◆ EXCERPTED DATA
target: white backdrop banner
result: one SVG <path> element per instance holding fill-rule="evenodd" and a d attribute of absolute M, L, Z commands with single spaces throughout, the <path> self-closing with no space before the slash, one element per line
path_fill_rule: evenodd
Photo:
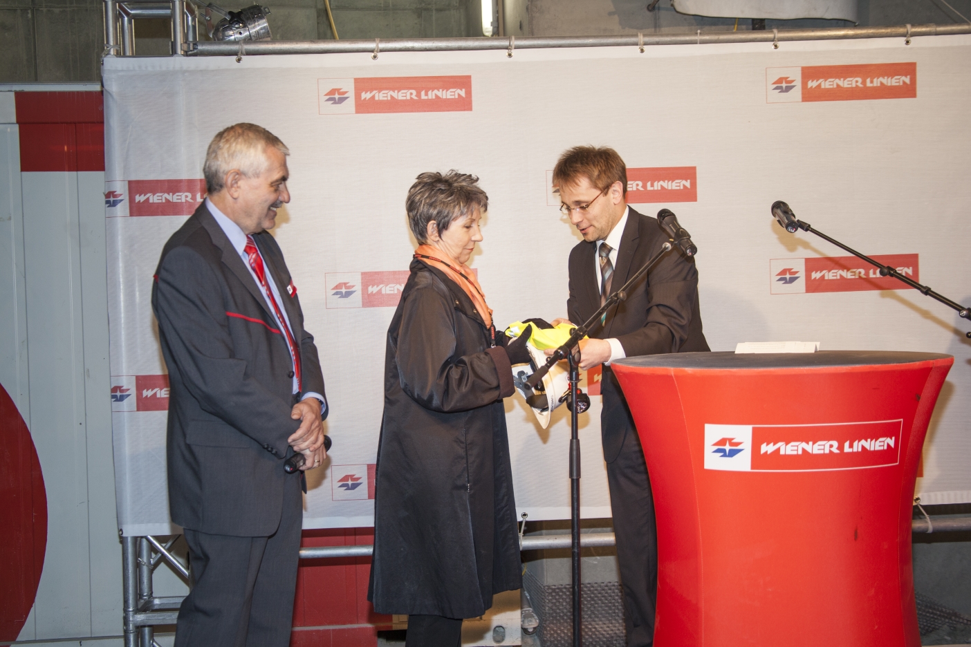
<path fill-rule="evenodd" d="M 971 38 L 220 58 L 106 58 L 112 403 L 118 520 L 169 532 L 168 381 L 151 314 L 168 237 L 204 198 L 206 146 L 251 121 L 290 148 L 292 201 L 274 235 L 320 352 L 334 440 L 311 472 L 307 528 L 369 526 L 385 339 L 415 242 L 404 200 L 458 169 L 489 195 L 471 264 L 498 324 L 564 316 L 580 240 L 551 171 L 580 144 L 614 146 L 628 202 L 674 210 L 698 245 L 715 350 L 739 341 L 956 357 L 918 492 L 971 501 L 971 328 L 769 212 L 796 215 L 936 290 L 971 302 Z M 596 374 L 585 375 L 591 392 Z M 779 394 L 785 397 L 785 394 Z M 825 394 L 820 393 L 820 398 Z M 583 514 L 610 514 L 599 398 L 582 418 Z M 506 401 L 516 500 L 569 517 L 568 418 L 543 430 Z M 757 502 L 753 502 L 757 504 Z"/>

---

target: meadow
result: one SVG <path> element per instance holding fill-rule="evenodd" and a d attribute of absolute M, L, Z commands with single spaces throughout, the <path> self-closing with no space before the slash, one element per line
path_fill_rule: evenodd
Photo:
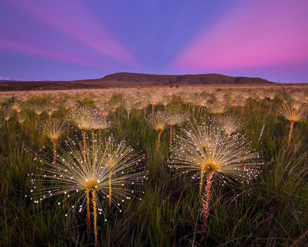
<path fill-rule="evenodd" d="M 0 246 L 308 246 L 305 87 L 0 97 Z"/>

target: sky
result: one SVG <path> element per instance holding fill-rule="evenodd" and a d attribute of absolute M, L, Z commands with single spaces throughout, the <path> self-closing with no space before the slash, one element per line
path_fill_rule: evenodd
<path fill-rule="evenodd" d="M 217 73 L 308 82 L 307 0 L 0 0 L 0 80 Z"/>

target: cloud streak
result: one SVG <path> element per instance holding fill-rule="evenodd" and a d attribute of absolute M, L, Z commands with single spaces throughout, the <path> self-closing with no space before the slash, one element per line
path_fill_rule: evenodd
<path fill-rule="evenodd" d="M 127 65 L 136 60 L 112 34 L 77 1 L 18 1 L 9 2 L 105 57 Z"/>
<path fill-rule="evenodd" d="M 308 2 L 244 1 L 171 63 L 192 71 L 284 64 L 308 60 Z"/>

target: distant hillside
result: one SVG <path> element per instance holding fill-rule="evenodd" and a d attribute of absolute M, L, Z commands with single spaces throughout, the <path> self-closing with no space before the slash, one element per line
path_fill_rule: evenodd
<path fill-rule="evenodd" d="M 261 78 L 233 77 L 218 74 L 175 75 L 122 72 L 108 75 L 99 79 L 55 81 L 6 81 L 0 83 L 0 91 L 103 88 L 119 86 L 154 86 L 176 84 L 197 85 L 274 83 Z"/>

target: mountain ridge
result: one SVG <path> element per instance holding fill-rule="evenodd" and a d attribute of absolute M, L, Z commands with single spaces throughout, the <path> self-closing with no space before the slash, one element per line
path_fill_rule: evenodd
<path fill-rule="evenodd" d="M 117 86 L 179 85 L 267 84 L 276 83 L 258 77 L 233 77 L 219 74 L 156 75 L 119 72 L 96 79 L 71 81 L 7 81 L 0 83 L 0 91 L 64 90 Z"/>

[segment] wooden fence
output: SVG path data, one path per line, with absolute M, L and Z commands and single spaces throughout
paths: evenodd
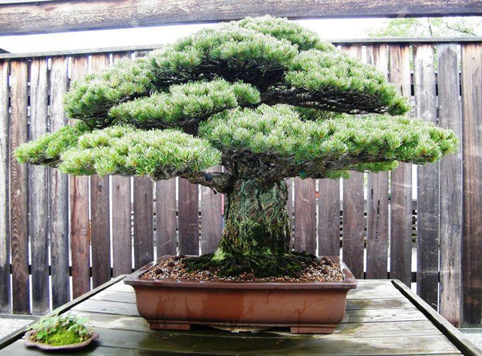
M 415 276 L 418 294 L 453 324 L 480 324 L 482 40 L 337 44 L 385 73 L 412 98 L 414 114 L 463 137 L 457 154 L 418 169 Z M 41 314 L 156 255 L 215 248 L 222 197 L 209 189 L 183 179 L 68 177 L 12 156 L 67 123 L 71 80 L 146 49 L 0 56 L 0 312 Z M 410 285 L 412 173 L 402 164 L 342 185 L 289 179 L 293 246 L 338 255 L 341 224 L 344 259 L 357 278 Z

◆ WRITTEN PROBLEM
List each line above that contains the string "target", matching its case exactly.

◆ WRITTEN RESPONSE
target: white backdrop banner
target: meadow
target: sky
target: cloud streak
target: distant hillside
target: mountain ridge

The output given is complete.